Major Core API outage

Incident Report for Flagsmith

Postmortem

At 12:46 UTC on Thursday 18th August, our monitoring picked up an increased number of HTTP 502s being served by our API. Upon investigation it became evident that an unexpected increase in load on the PostgreSQL database that serves our Core API was causing our application to struggle to serve some requests and we saw increased latency on those that were being served.

In an attempt to resolve the issue, we adjusted the settings in our ECS cluster to reduce the number of connections to the database. Unfortunately, making this change via our IaaC workflow meant that the ECS service tried to recreate all the tasks but couldn’t do so as the health reporting was unable to consistently report a healthy status. This meant that our Core API was essentially flapping up and down while it tried to reinstate all the tasks. During this period, our API was continuing to serve some requests, with increased latency, however, there would have been a large proportion of HTTP 502s still.

————————

• _Tasks to carry out_
1. Answer these questions using the outage postmortem:
(a) At what time and on what date did monitoring first detect the rise in HTTP 502s?
(b) Which database serves the Core API?
(c) What did the team change in the ECS cluster settings?
2. Please resume the outage postmortem after its final sentence.
The material that follows is separate from the outage postmortem.

————————

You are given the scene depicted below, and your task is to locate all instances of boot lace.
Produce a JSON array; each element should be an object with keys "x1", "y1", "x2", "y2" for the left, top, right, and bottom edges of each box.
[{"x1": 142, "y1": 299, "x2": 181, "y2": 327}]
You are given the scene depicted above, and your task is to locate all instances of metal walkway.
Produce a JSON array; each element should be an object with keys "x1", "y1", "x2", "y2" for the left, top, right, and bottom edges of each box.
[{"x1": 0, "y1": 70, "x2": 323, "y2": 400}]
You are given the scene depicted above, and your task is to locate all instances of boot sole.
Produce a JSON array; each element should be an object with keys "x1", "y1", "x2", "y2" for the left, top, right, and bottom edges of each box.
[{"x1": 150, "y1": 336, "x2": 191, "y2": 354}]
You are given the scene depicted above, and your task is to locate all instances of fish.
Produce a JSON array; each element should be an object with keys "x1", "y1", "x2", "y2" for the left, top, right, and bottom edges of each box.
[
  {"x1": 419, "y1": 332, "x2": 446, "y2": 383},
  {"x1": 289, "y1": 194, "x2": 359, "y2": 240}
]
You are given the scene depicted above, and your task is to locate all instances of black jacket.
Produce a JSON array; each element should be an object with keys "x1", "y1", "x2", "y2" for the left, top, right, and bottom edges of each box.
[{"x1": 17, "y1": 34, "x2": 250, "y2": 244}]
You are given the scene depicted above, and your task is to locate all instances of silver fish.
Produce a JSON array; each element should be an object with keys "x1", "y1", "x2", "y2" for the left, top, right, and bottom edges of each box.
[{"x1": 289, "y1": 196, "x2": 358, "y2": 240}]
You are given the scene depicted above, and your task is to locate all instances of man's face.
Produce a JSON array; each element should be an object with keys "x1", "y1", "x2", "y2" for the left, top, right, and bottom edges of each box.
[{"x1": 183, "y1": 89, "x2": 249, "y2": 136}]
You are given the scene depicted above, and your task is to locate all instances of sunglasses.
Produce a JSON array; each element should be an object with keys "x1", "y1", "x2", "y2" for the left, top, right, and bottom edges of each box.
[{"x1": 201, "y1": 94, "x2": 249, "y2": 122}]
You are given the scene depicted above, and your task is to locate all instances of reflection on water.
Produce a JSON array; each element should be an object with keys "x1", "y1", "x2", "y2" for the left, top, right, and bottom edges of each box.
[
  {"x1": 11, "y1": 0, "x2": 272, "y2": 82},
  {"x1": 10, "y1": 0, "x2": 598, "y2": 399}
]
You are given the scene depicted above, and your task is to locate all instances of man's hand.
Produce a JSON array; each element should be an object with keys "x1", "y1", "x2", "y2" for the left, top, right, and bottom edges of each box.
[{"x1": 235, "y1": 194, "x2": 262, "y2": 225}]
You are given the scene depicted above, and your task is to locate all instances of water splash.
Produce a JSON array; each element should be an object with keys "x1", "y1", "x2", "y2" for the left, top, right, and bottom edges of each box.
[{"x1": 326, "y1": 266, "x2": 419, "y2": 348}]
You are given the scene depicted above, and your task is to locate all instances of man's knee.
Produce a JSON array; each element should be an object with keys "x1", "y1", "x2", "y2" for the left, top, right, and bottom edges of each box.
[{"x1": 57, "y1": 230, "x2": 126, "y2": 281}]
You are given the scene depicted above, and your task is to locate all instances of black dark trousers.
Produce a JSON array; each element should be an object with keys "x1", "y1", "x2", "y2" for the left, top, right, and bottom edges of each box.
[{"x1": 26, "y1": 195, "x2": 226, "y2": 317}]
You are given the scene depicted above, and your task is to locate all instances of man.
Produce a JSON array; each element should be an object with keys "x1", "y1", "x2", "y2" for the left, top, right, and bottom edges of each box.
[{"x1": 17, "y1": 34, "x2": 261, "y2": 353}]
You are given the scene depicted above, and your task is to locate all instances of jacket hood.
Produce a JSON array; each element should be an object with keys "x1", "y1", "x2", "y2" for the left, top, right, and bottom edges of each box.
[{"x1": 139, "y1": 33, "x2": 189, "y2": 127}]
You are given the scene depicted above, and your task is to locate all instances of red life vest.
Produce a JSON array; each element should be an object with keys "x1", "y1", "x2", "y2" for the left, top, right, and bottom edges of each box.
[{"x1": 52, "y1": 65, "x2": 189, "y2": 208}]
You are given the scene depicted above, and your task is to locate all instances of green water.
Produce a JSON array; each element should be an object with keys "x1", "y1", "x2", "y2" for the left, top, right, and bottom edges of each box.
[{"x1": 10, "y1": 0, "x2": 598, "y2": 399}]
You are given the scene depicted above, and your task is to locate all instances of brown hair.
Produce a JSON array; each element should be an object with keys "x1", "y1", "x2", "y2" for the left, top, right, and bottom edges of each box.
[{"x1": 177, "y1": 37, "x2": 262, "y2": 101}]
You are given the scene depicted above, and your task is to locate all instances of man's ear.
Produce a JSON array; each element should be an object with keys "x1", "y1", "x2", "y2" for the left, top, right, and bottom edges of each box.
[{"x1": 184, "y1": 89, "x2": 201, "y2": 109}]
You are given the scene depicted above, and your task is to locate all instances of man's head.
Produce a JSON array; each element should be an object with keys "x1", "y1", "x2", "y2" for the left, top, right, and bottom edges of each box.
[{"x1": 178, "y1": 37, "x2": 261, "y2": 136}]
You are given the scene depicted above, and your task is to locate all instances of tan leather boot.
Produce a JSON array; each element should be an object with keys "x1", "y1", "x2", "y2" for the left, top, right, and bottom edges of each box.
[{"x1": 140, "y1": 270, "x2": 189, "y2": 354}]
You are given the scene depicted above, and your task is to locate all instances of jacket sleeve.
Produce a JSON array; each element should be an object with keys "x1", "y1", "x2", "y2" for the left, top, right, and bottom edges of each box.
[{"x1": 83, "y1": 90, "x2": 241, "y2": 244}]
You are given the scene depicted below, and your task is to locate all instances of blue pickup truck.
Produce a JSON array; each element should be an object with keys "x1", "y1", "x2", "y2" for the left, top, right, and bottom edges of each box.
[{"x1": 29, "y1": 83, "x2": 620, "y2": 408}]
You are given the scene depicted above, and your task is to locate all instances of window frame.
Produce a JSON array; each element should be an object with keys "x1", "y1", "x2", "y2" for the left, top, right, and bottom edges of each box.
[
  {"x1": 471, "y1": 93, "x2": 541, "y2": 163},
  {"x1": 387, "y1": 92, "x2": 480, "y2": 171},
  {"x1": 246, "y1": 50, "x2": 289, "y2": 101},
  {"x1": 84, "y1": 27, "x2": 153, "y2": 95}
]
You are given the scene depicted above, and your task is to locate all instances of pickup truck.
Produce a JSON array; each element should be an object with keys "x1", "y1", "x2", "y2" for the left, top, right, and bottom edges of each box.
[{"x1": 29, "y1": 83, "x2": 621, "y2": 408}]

————————

• _Task-by-task outputs_
1.
(a) At 12:46 UTC on Thursday 18th August.
(b) A PostgreSQL database.
(c) They reduced the number of connections to the database.

2.
Following the above, our engineering team looked into the requests that were causing the increased load. From our investigation, it was apparent that the increased load was all to our environment document endpoint (which powers the local evaluation in our latest server side clients). This endpoint, although usable in our Core API, is very intensive as it generates the whole environment document from our PostgreSQL database to return to the client in JSON form. This involves a large number of queries.

The compounding factor was due to a bug in our Node client regarding request timeouts. The Node client takes an argument of requestTimeoutSeconds on instantiation, however, it passes this directly into the call to the Node Fetch’s library fetch function which expects the timeout to be passed in milliseconds. As such, if requestTimeoutSeconds was set to e.g. 3, the request would timeout in 3ms and retry (3 times by default). So, every time a Node client polled for the environment, it would be making 3 requests in ~9ms (or as close to it as Node can manage).

We were able to block the traffic to this endpoint for the customer that was putting an unusual amount of load through it due to their configuration and the above bug in the Node client. Once we had blocked this traffic, the application began serving traffic as normal again. This occurred at 15:24 UTC. At this point, traffic to the Core API was back to normal and all requests were served successfully.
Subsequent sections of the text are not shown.